• **Passage to read**
------------

When morphine is given to a patient, the body breaks down – metabolizes – the drug into two primary compounds, or metabolites. One metabolite, M6G, can enter the central nervous system and produce the intended pain-relieving effects. More of the other metabolite, M3G, is produced but M3G has no pain-relieving role and cannot cross the blood-brain barrier that protects the central nervous system from many foreign substances. 

What M3G can do, Dr. White and colleagues determined, is activate TLR4, one of a family of toll-like receptors used by the immune system to detect and mount a defense against bacterial infections.

Morphine had been shown in other research to activate TLR4 receptors in microglial cells, which are found only in the central nervous system, when the morphine was injected directly into the central nervous system.

That work raised the question of whether similar activity could be found outside the central nervous system given that morphine generally is not delivered directly into the central nervous system, and because the M3G metabolite cannot enter the central nervous system.

In experiments using nerve cell tissue, the researchers determined that TLR4 proteins were being produced by sensory neurons and the TLR4 receptors were being activated by the presence of M3G. In experiments with rats that had no other injuries, administering M3G resulted in more sensitivity to pain, while rats that had been genetically modified to not produce TLR4 were not more sensitive. In other experiments, administering a compound that inhibits the activity of TLR4 blocked the increased pain sensitivity that had been produced by M3G.

------------

• **Recorded data**
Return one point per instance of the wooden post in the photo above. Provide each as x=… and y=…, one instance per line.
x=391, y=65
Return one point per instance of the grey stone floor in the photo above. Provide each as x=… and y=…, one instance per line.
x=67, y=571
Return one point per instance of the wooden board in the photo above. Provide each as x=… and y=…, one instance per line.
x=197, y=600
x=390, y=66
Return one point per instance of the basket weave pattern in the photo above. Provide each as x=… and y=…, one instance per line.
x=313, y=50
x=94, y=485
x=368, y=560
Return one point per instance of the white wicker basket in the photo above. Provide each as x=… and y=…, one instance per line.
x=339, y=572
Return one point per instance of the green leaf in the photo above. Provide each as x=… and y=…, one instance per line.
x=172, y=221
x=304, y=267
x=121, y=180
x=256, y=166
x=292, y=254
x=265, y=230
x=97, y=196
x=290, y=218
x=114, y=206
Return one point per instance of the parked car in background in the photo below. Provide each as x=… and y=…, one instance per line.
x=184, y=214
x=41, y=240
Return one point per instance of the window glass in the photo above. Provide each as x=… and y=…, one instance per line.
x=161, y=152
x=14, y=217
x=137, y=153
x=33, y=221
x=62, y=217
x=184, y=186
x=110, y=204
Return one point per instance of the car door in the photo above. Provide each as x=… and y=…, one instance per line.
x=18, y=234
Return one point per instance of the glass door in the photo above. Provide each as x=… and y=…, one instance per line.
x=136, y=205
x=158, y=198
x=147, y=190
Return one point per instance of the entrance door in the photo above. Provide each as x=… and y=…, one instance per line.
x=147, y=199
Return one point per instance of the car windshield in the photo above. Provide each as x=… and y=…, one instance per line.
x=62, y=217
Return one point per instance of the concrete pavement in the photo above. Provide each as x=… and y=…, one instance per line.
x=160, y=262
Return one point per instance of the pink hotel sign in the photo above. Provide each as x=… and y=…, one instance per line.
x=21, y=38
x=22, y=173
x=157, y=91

------------

• **Work instructions**
1. According to the passage on morphine metabolites, which receptor did Dr. White and colleagues determine that M3G can activate?
2. Proceed with the passage on morphine metabolites, beginning after its final sentence.

• **Answers to this exercise**
1. M3G can activate TLR4, one of a family of toll-like receptors that the immune system uses to detect and defend against bacterial infections.

2.
“What this suggests is that if we could administer morphine along with a small molecule that inhibits TLR4 we could have the desired effect of reducing the unwanted pain effects, called opioid-induced hyperalgesia,” said Dr. White.

In addition to Dr. White, researchers included first authors Michael R. Due, Ph.D., post-doctoral fellow in anesthesia, and Andrew D. Piekarz, Ph.D., post-doctoral scientist, pharmacology and toxicology. Other contributors were Natalie Wilson, Ph.D., fellow in the Department of Anesthesia; Polina Feldman, Medical Neuroscience Program; Rajesh Khanna, Ph.D., assistant professor of pharmacology and toxicology and Matthew S. Ripsch, Department of Anesthesia, all Indiana University School of Medicine; and Sherry Chavez, Ph.D., and Hang Yin, Ph.D., assistant professor, Department of Chemistry and Biochemistry, University of Colorado at Boulder.

The research was supported by a Indiana Spinal Cord & Brain Injury Research Grant, and the National Institutes of Health awards NS049136, DA026040, NS067425 and DA026950, the National Scientist Development from the American Heart Association SDG5280023, and the Neurofibromatosis New Investigator Award from the Department of Defense/CDMRP NF1000099.